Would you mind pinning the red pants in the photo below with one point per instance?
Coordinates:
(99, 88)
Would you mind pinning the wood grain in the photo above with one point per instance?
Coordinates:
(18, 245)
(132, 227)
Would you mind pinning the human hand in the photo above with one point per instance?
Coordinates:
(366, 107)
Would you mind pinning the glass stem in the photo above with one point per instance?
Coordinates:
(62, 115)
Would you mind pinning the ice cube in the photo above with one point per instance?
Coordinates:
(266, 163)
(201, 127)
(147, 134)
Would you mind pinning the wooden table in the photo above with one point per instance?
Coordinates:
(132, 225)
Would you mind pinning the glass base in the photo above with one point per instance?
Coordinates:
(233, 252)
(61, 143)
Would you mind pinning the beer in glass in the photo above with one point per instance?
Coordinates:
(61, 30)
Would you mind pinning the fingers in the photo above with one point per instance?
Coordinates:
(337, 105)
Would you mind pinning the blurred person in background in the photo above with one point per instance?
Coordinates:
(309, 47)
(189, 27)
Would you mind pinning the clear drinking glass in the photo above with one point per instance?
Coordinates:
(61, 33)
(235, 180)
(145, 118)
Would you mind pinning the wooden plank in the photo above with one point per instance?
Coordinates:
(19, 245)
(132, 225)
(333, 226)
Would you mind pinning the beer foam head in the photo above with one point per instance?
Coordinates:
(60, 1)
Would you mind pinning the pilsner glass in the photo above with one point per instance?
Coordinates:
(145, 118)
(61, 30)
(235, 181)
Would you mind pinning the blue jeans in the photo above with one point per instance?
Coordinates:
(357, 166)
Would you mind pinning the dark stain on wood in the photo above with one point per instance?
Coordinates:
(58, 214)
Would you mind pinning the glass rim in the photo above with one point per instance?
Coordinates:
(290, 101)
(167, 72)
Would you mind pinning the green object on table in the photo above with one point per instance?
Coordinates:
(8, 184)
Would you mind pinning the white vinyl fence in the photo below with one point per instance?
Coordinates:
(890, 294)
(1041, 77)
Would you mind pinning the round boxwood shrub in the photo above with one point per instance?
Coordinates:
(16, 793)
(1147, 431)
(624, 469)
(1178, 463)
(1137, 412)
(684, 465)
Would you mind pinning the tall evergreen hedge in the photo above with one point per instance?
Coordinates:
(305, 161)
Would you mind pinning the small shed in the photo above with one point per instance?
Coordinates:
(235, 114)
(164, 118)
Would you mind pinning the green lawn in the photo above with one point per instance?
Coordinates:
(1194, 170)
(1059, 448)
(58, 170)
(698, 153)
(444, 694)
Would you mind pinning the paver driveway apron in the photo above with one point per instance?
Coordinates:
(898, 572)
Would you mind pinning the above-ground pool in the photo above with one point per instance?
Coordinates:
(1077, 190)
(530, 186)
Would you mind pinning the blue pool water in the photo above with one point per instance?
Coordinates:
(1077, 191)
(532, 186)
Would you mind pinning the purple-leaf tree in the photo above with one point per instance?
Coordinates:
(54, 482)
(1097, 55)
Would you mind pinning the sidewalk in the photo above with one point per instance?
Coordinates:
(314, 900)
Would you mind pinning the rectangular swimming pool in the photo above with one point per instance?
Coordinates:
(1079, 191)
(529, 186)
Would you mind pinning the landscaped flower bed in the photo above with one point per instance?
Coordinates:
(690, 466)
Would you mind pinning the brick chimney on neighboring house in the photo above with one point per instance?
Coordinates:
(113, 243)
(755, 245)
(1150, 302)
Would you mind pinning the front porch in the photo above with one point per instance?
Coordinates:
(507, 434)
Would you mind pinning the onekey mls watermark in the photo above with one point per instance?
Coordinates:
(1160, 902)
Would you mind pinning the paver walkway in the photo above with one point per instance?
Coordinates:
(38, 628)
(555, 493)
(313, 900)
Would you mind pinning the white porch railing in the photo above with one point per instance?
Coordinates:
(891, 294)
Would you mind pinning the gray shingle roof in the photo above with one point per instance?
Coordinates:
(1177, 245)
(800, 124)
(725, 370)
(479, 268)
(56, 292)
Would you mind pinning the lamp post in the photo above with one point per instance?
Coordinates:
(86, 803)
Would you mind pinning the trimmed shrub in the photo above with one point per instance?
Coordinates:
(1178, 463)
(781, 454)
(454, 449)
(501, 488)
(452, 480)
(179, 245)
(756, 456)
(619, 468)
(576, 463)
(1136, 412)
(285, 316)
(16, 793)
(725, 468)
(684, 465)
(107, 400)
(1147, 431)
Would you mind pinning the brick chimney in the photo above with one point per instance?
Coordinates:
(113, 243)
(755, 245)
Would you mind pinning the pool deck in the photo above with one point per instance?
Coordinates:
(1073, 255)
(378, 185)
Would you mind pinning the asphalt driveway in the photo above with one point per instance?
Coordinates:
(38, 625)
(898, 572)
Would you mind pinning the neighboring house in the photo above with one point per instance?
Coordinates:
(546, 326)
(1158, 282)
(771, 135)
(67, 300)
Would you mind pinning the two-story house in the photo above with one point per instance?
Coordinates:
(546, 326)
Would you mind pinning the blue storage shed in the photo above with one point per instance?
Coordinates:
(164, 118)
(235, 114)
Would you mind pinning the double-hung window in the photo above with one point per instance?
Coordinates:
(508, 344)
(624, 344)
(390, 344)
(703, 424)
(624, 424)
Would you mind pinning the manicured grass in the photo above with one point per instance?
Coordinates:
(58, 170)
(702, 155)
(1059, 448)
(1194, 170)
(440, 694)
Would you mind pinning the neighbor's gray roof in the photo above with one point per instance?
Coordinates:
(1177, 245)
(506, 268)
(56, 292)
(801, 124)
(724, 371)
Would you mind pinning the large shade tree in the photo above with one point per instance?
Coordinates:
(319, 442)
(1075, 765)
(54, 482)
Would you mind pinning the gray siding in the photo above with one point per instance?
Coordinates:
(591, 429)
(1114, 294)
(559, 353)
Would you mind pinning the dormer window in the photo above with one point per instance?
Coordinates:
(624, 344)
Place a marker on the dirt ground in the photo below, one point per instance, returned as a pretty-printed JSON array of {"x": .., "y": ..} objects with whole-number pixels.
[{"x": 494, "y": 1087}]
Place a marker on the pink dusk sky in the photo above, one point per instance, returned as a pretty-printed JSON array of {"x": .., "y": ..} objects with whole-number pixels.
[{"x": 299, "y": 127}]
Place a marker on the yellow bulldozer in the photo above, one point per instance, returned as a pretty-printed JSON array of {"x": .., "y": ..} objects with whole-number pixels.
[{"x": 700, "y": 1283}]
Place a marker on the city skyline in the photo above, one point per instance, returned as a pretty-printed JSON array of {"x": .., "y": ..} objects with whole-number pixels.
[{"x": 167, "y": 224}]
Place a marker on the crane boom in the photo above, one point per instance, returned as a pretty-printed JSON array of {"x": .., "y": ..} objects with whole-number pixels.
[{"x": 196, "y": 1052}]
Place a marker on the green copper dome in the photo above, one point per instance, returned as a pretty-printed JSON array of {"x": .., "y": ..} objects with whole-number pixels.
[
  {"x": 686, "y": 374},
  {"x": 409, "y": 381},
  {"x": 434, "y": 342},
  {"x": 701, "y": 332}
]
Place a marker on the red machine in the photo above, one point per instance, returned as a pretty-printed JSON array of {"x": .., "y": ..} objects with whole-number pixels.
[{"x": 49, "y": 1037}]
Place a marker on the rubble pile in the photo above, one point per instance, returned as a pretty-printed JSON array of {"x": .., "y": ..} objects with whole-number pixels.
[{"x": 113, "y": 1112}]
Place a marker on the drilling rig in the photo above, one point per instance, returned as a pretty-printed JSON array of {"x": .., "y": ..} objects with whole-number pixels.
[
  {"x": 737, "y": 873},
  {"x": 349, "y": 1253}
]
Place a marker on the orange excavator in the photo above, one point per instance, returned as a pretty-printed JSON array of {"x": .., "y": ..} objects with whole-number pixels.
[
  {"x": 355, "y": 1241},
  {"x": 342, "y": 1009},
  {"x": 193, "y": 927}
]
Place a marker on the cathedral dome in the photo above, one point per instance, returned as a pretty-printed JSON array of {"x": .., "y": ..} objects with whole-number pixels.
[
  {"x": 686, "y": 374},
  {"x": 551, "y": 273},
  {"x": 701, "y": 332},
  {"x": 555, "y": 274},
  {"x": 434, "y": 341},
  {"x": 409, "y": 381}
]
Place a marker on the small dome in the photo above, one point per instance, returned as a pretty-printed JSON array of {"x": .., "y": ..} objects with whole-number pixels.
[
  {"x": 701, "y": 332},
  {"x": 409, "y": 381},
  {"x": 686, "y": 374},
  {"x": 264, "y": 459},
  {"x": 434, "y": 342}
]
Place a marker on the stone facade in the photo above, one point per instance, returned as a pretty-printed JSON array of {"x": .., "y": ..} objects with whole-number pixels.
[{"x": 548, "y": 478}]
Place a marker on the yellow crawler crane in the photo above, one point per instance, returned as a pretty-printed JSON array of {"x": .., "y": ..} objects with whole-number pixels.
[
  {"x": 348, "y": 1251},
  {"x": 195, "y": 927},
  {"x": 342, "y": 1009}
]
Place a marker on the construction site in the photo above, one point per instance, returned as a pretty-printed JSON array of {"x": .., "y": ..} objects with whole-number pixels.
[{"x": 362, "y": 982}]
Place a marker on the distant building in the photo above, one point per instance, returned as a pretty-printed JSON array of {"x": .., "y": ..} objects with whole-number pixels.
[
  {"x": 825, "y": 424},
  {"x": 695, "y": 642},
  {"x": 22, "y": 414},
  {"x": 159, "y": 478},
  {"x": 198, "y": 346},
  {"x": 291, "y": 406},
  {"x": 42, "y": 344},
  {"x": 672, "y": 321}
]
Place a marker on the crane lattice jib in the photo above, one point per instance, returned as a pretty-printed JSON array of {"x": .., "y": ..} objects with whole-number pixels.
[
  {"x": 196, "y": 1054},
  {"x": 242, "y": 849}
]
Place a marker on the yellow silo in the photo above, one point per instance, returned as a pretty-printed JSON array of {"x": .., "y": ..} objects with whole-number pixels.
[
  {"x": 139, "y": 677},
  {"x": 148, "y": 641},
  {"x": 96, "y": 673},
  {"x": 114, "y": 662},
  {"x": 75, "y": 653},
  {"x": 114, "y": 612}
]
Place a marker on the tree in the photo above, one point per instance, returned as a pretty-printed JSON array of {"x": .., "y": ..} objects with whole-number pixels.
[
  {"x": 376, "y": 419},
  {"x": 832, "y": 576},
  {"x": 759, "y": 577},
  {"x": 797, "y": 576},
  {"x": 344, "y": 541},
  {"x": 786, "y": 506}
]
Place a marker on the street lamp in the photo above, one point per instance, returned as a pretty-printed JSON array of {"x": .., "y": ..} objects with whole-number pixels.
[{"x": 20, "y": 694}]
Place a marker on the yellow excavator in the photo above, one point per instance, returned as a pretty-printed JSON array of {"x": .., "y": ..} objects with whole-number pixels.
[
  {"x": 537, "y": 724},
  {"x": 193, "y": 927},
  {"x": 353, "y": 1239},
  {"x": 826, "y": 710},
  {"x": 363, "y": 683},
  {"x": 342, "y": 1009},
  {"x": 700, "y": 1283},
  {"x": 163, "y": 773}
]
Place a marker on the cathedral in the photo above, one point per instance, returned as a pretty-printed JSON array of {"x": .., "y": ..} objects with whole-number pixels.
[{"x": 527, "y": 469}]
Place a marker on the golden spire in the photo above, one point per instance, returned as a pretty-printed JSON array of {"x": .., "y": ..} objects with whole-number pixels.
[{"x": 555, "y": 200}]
☆ ☆ ☆ ☆
### What is required
Search the entries for the string "shed". Copy every line that has it.

### Task result
Would you mind pinning the small shed in the photo above with one point per instance?
Would you mind pinning the blue storage shed in the photo above with one point per instance?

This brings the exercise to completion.